→ **Consigne 1**:
Dans la discussion ci-dessous sur winex, quelle version est présentée comme la plus à jour, et pour quelle raison ?

→ **Extrait du document**:
* * * *

# winex  winex-cvs

## Atreillou

dans portage on trouve 2 winex differents:

winex et winex-cvs 

quelles est la difference entre les 2 ?

lequel utiliser pour lancer des jeux directx sous linux ?

lequel est gratuit  (si un des 2 est payant..)

merci de vos réponses

----------

## crevette

Winex-cvs est la version la plus a jour car c'est celle qui en developpement elle est dans le cvs), tandis que winex est une version stable.

Les deux sont gratuites, mais il est vrai que Transgaming qui travaille dessus fait payé les version packagée de WineX (rpm)

Quant à la stabilité je ne peux te répondre, car je n'arrive pas à lancer l'installation des jeux que j'essaie (GTAIII et The Sims)

----------

## Atreillou

ok   je te remercie

ps: gta est censé passé...

j'a pris le dernier winex  (de novembre)   je vous tiens au courant.   @+

----------

## crevette

Tu peux me donner les paramètres pour GTAIII.

car je les payer 370 balles, c'est pour pouvoir y jouer (même sous Linux)

----------

## Mat_le_ouf

Là y'a quand même un truc que je comprends pas, pourquoi tu t'installe pas une version de Windows en dual boot (Win98 suffira amplement pour jouer si t'es allergique à XP)?

Il ne me viendrait même pas à l'esprit de faire tourner un jeu Windows sous Linux, surtout quand j'ai Windows installé sur mon ordi   :Confused: 

----------

## _SkeLeToN_

En passant pour The sims il est plutot problematique en ce moment et meme la version payante a des problemes.  J'ai reussi à installer The sims comme ceci :

mount /dev/cdrom /mnt/cdrom

cd /mnt/cdrom/setup/English (tu peux prendre francais)

* * * *

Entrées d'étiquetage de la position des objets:
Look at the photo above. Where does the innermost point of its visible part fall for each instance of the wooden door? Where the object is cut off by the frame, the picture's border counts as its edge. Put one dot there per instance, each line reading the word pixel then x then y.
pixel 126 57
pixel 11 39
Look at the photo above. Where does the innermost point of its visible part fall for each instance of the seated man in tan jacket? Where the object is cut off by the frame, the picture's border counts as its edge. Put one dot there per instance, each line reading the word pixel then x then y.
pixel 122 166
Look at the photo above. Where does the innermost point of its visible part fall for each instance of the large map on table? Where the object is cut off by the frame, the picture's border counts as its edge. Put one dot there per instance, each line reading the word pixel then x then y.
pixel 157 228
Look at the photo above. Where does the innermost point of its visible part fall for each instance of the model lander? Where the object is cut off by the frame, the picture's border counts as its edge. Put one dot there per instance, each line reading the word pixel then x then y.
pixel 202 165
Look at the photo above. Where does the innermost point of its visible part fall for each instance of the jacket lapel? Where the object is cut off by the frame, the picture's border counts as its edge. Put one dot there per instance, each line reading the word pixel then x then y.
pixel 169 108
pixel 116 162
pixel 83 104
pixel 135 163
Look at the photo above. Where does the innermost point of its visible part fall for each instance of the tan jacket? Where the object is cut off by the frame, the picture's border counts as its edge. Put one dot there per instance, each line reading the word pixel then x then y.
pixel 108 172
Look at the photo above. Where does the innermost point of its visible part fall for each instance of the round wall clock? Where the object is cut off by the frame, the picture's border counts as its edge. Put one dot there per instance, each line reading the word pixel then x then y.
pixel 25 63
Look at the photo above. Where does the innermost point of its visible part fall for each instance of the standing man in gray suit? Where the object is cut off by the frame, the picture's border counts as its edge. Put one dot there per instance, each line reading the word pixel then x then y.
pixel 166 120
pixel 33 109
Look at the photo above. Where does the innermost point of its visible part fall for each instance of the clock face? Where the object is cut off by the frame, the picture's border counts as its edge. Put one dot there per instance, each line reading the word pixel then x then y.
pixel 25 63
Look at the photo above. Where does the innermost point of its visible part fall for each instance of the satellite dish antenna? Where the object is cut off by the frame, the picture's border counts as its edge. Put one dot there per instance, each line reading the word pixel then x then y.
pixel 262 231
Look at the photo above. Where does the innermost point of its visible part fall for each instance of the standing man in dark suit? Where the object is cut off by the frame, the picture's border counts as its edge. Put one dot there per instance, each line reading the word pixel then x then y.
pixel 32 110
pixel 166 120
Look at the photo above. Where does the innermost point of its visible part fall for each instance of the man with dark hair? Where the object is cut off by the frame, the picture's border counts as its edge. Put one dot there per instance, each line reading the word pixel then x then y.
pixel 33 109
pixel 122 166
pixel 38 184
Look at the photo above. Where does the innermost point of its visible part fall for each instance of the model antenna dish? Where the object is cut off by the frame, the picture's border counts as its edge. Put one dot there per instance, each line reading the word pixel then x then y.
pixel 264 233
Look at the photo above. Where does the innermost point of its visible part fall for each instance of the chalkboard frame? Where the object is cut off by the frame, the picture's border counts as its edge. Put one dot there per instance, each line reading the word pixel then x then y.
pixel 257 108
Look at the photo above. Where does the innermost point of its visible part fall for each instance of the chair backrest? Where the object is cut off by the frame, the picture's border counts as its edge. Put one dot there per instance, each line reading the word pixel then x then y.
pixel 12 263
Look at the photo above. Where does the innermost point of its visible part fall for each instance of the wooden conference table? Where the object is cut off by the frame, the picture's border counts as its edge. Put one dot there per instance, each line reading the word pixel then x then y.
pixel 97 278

* * * *

→ **Consigne 2**:
Transformez en une liste JSON de chaînes, à raison d'une chaîne par ligne et sans les lignes vides, les lignes des données allant de celle qui contient "the man with" jusqu'à celle qui contient "pixel 257 108", les deux comprises.

→ **Corrigé 1**:
Winex-cvs, parce que c'est la version en développement.

→ **Corrigé 2**:
[
  "Look at the photo above. Where does the innermost point of its visible part fall for each instance of the man with dark hair? Where the object is cut off by the frame, the picture's border counts as its edge. Put one dot there per instance, each line reading the word pixel then x then y.",
  "pixel 33 109",
  "pixel 122 166",
  "pixel 38 184",
  "Look at the photo above. Where does the innermost point of its visible part fall for each instance of the model antenna dish? Where the object is cut off by the frame, the picture's border counts as its edge. Put one dot there per instance, each line reading the word pixel then x then y.",
  "pixel 264 233",
  "Look at the photo above. Where does the innermost point of its visible part fall for each instance of the chalkboard frame? Where the object is cut off by the frame, the picture's border counts as its edge. Put one dot there per instance, each line reading the word pixel then x then y.",
  "pixel 257 108"
]